WHAT YOU WILL DO - Without skipping anything, write out each record below exactly.

Saved data entries:
Segment Open

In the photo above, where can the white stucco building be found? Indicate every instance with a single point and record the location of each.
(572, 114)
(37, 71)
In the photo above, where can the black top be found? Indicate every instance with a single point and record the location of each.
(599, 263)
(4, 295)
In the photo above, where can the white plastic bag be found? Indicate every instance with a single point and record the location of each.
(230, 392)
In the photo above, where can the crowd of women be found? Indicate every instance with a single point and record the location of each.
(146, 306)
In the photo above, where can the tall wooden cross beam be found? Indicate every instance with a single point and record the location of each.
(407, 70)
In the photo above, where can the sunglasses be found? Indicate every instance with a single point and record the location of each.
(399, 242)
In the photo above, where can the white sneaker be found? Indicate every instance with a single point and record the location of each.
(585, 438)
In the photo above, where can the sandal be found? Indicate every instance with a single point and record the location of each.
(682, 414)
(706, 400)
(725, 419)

Segment Closed

ANSWER BELOW -
In the photo above, where can the white stucco building be found? Indicate every instance with a single point and record the location of each.
(572, 114)
(37, 71)
In the photo above, where can the black top be found? Indicate every instance with a single point and record the location of each.
(599, 263)
(4, 295)
In the photo above, where can the white plastic bag be found? Indicate every instance with a single point and record the location of each.
(230, 392)
In the photo above, where can the crowd of women be found? Indicate every instance with a single point and record the location of each.
(146, 306)
In the photo above, where can the tall wooden cross beam be found? Indicate every instance with a single point and record the location of each.
(407, 70)
In the photo above, where can the sunglasses be found? Indicate every instance with a single point and record the location of each.
(399, 242)
In the photo above, where can the white sneaker be found? Indicate every instance with a single point and record the location of each.
(585, 438)
In the photo above, where can the sandal be found? Indicate every instance with a single point and record the location of each.
(682, 414)
(706, 400)
(725, 419)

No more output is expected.